Requirement = Please return the section of the Tankleff article starting at "Mr. Salpeter, 71, had" and ending at "past two years.", copied word for word.

Given passage =
---*---
By guest author Ed Shanahan from the New York Times.
May 22, 2023
Flashes flashed and shutters snapped as an exuberant crowd focused its attention on Martin Tankleff.
It was Dec. 27, 2007, a few days after a New York appeals court had overturned Mr. Tankleff’s conviction in the vicious killings of his parents at their waterfront mansion. Now, surrounded by lawyers, aunts, uncles, cousins and friends at a Long Island courthouse, he was a free man after nearly 20 years in prison.
Standing just behind him in the celebratory throng was a beefy man in a dark suit and red tie: Jay Salpeter, a former New York City police detective turned private investigator who had done as much as, perhaps more than, anyone to make the happy occasion possible.
“I’m letting you know you’ll never get rid of me for life since you’ve given me my life back,” Mr. Tankleff wrote to Mr. Salpeter the day the conviction was set aside.
Fourteen years later, Mr. Salpeter, leaner and grayer, was in a Long Island courthouse again, his face behind a blue surgical mask because of the Covid-19 pandemic. He was handcuffed and charged with felonies in connection with a three-year barrage of ominous calls and emails seeking money from a former client: Martin Tankleff.
The Tankleff case had briefly put Mr. Salpeter, a son of Bayside, Queens, on the low rungs of celebrity. He was a guest on “The Oprah Winfrey Show,” “Dr. Phil” and “Nancy Grace.” He and Mr. Tankleff formed an investigative firm, Fortress Innocence Group, and introduced it at a splashy Manhattan news conference. Later came financial distress, mental health problems, heavy drinking and claims of impropriety lodged by angry clients.
Now, accused of threatening to harm Mr. Tankleff and ruin his reputation, Mr. Salpeter was facing the prospect of years in prison.
Mr. Salpeter, 71, had once said that, except for when his children were born, the day Mr. Tankleff left prison was the best day of his life. But by the time of his arraignment in May 2021, he regretted ever having opened Mr. Tankleff’s urgent letter seeking his help all those years ago.
“I never had these problems before Marty,” he said in one of several interviews over the past two years.
How It Began
On a September morning in 1988, Marty Tankleff, then 17, woke to find his mother, Arlene, fatally stabbed in her bed, and his father, Seymour, bleeding in the den, stabbed and beaten so badly he would die in a month. The boy called 911.
Marty, his relatives and others told investigators to focus on Jerry Steuerman, a shop owner who called himself the Bagel King of Long Island and who owed Seymour Tankleff USD 500,000.
Detectives homed in on Marty instead, partly because of what they said was his inadequate display of emotion. They obtained a quick confession with a lie: that Seymour Tankleff had briefly come to at the hospital and named Marty as the attacker.
The trial was sensational. When it was over, despite recanting, Marty was convicted on two counts of murder and sentenced to 25 years to life.
---*---
Records provided =
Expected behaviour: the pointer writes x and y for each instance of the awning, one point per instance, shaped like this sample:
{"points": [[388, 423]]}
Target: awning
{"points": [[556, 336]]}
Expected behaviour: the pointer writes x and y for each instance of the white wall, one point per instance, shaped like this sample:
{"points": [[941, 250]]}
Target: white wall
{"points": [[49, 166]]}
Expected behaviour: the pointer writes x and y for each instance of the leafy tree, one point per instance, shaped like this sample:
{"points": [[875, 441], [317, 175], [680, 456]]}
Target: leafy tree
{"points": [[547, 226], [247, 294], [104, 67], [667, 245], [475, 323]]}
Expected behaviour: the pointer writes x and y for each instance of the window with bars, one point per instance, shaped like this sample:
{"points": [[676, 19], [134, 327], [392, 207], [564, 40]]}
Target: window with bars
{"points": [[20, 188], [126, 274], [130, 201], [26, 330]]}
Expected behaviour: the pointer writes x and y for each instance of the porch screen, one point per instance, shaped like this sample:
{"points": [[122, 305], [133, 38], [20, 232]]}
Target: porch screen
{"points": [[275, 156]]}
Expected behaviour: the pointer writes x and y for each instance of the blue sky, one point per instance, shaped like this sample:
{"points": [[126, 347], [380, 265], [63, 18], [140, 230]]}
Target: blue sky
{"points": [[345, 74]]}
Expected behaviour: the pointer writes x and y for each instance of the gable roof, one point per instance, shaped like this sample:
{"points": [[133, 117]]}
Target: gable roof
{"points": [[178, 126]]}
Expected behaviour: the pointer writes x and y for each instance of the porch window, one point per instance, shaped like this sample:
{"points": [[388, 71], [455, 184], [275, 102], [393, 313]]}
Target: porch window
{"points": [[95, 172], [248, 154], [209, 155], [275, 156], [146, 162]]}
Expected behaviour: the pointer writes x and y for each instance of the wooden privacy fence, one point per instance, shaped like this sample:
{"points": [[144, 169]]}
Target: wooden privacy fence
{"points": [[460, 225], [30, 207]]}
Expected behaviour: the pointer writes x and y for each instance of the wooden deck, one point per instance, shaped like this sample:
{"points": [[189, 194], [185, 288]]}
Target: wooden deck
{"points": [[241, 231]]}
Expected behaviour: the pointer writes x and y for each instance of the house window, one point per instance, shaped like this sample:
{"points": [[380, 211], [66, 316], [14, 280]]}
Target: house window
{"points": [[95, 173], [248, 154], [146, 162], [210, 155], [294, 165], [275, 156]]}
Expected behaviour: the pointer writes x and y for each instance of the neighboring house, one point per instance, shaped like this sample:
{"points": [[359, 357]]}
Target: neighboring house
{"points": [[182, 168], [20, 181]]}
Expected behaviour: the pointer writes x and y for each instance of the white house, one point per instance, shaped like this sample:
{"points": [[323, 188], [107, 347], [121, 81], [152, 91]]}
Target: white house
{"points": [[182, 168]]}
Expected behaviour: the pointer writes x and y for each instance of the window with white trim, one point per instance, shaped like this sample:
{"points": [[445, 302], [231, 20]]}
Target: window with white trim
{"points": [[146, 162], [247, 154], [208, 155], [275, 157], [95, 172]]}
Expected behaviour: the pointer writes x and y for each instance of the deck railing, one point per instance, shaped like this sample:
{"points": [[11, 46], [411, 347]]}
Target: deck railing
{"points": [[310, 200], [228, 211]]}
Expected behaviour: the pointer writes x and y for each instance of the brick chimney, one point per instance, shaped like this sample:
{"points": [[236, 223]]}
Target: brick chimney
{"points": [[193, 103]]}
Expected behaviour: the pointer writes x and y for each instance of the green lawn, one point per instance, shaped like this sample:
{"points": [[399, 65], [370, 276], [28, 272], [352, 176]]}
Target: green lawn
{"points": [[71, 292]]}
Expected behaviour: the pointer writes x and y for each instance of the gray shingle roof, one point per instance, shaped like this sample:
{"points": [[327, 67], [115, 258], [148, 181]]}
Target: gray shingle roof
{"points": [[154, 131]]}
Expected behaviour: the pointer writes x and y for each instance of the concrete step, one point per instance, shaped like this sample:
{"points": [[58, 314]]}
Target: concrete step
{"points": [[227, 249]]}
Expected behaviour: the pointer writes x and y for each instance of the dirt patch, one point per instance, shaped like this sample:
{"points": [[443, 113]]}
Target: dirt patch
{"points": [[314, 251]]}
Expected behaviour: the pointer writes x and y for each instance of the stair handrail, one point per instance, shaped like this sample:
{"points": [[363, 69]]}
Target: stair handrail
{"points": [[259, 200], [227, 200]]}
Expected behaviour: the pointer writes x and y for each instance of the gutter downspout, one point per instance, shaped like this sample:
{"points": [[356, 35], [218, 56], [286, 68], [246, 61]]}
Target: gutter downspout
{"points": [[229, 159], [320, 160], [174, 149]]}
---*---
Answer section =
Mr. Salpeter, 71, had once said that, except for when his children were born, the day Mr. Tankleff left prison was the best day of his life. But by the time of his arraignment in May 2021, he regretted ever having opened Mr. Tankleff’s urgent letter seeking his help all those years ago.
“I never had these problems before Marty,” he said in one of several interviews over the past two years.